*Written instruction*
Put the entries from the line containing "Guideline: one marker per instance of the golden" through the end of the entries into a Markdown table with the columns "Row" and "Line". Skip blank lines and leave out the picture markers.

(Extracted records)
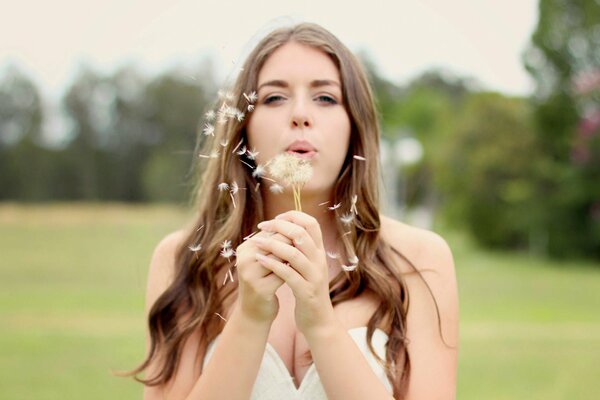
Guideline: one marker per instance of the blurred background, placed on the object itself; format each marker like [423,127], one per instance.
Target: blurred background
[490,118]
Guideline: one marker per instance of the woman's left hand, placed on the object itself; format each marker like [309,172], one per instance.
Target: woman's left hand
[307,273]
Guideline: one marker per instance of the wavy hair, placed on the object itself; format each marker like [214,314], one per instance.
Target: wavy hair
[194,300]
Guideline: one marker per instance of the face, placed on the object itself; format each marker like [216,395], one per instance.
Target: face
[300,109]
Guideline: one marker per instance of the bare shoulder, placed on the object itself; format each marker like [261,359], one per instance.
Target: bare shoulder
[162,266]
[433,314]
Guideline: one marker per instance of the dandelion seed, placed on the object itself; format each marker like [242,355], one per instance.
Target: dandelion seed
[209,130]
[250,235]
[227,253]
[228,275]
[252,97]
[195,248]
[347,218]
[220,316]
[259,171]
[353,204]
[238,145]
[210,115]
[234,187]
[249,165]
[252,154]
[276,188]
[293,171]
[349,268]
[335,206]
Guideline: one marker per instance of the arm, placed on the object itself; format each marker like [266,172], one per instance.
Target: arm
[237,355]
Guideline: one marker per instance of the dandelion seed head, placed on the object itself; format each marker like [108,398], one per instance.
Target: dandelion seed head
[290,169]
[347,218]
[259,171]
[210,115]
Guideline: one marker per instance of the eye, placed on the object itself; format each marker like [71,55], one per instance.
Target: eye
[327,99]
[271,99]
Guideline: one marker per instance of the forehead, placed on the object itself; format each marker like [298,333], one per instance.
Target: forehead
[298,62]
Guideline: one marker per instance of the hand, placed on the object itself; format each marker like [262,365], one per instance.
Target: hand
[306,271]
[257,285]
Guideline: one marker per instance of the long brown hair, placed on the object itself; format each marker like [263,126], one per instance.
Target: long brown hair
[194,300]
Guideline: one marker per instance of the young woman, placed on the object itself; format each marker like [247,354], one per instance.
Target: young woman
[315,303]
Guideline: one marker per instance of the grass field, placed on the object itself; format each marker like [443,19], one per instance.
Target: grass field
[72,282]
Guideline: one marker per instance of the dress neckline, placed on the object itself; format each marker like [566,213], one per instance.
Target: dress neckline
[270,350]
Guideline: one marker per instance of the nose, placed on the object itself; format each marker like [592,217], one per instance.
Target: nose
[300,117]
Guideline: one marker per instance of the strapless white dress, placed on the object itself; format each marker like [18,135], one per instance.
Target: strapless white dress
[274,381]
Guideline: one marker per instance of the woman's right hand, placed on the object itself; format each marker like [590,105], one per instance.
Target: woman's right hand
[257,285]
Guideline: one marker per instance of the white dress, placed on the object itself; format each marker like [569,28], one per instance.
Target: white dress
[274,381]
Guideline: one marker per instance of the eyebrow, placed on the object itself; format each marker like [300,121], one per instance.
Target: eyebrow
[314,84]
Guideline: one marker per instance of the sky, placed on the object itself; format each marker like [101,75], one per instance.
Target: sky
[483,39]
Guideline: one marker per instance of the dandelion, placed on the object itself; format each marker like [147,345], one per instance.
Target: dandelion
[227,253]
[259,171]
[293,171]
[209,130]
[353,204]
[220,316]
[335,206]
[195,248]
[276,188]
[252,97]
[210,115]
[349,268]
[238,145]
[228,275]
[234,188]
[252,154]
[347,218]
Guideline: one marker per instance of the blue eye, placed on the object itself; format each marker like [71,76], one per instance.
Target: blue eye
[271,99]
[327,99]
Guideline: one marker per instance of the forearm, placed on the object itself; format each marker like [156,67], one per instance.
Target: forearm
[232,370]
[345,373]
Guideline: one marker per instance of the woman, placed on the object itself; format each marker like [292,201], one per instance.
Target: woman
[301,306]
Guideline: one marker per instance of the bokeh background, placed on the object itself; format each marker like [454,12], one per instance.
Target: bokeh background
[490,116]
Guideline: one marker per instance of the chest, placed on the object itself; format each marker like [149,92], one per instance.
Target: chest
[290,344]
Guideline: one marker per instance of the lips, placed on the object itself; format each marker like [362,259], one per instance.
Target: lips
[302,148]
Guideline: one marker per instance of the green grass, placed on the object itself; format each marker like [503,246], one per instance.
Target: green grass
[72,282]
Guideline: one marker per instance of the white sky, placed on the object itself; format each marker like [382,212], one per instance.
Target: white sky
[479,38]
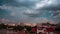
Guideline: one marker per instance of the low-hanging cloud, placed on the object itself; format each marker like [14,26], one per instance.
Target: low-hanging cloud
[32,10]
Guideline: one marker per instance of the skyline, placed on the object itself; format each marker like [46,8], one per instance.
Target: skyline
[37,11]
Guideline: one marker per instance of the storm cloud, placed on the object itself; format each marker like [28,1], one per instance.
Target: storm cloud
[30,10]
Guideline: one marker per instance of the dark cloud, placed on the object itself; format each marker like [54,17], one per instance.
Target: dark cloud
[30,10]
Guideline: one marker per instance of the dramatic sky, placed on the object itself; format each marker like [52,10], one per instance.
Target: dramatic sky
[30,11]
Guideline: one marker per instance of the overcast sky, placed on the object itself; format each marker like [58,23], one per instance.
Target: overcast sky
[30,10]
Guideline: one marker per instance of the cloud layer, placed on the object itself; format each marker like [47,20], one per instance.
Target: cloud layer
[31,10]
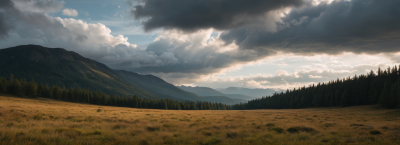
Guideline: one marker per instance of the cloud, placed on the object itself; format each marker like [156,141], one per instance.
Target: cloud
[285,80]
[360,26]
[194,15]
[197,53]
[90,40]
[70,12]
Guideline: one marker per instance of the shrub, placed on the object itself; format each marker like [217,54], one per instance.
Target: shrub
[184,119]
[210,141]
[153,128]
[10,124]
[298,129]
[371,138]
[118,126]
[375,132]
[328,124]
[356,124]
[384,127]
[277,129]
[293,129]
[143,142]
[45,130]
[270,125]
[168,125]
[18,134]
[303,137]
[37,117]
[231,135]
[97,132]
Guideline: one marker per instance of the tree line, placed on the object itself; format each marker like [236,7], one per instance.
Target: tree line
[21,87]
[381,88]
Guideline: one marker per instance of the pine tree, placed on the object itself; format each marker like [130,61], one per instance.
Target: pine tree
[384,98]
[2,86]
[17,88]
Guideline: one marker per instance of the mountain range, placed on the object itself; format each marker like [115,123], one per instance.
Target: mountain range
[206,92]
[257,93]
[53,66]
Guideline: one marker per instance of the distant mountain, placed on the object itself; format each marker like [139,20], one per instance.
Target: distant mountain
[65,68]
[156,86]
[258,93]
[212,95]
[239,96]
[201,91]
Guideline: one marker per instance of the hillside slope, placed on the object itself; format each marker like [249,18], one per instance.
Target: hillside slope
[201,91]
[156,86]
[65,68]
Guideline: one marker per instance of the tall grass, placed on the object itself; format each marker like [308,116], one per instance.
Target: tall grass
[44,121]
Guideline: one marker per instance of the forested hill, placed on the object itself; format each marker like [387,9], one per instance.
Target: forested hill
[155,85]
[57,66]
[381,88]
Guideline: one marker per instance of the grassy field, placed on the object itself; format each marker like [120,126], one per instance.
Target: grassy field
[44,121]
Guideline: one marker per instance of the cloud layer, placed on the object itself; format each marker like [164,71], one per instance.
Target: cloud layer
[70,12]
[205,14]
[199,40]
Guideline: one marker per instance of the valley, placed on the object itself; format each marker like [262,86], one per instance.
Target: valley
[47,121]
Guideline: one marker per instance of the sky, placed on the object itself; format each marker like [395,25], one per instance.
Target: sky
[216,43]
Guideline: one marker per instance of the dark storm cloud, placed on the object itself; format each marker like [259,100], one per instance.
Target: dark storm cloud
[360,26]
[11,15]
[5,26]
[191,15]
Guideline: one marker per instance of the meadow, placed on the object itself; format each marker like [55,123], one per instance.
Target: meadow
[46,121]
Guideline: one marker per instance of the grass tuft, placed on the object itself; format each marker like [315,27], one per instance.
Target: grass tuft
[374,132]
[297,129]
[277,129]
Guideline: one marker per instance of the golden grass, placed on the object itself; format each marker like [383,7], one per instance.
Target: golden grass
[45,121]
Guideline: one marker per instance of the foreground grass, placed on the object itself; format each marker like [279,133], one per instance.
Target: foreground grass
[44,121]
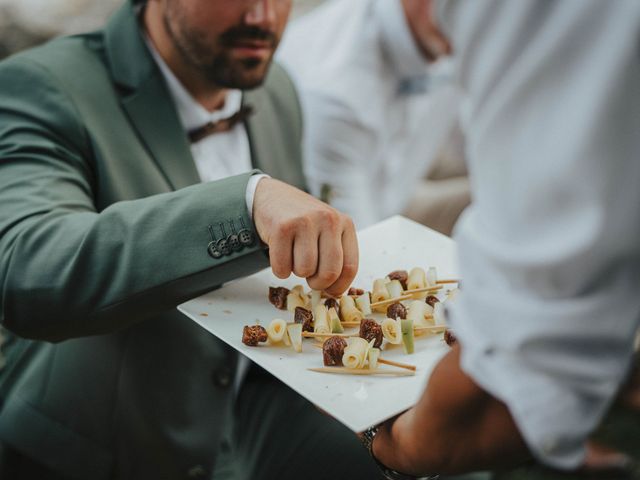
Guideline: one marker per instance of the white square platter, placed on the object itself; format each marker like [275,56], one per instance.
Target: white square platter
[356,401]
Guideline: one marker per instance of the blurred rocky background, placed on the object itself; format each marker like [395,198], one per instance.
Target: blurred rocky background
[24,23]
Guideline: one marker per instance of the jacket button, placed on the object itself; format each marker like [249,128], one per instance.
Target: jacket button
[197,471]
[224,247]
[246,237]
[213,251]
[222,377]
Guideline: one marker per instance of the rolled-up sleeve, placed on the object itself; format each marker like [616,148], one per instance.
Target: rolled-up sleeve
[550,249]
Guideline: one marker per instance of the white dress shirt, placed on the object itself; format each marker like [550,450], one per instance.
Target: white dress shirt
[370,132]
[216,156]
[550,248]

*Task solution*
| Row | Line |
|---|---|
| 1 | Guideline: one marker per instance of the golden grass, placed on the object itself; format each marker like [383,7], one per instance. |
| 2 | Target: golden grass |
| 3 | [45,121] |
| 4 | Guideline: one marker per instance of the foreground grass, placed on the object itself; format each marker like [279,133], one per instance. |
| 5 | Target: foreground grass |
| 6 | [44,121] |
| 7 | Guideline: one marker per instance of the white square platter, placed on the object itself; format each marker like [275,56], one per instance. |
| 8 | Target: white square platter |
| 9 | [356,401] |
| 10 | Guideline: one marker per instance of the blurred rocky background, placed on the object itself; format each marker like [395,198], one per instance. |
| 11 | Target: blurred rocky background |
| 12 | [24,23] |
| 13 | Guideline: one marker per instance of the jacket button, placed on the object itself; format each marker like [249,128], one per instance. |
| 14 | Target: jacket button |
| 15 | [197,471] |
| 16 | [224,247] |
| 17 | [246,237] |
| 18 | [213,251] |
| 19 | [222,377] |
| 20 | Guideline: one marker per instance of the rolled-up sleeve, placed on the object itself; format each marker like [616,148], one per instance. |
| 21 | Target: rolled-up sleeve |
| 22 | [550,249] |
| 23 | Guideline: one marker per instance of the white dress shirt, placed on the object itself; format each marker like [550,450], one per instance. |
| 24 | Target: white dress shirt |
| 25 | [370,132] |
| 26 | [216,156] |
| 27 | [550,248] |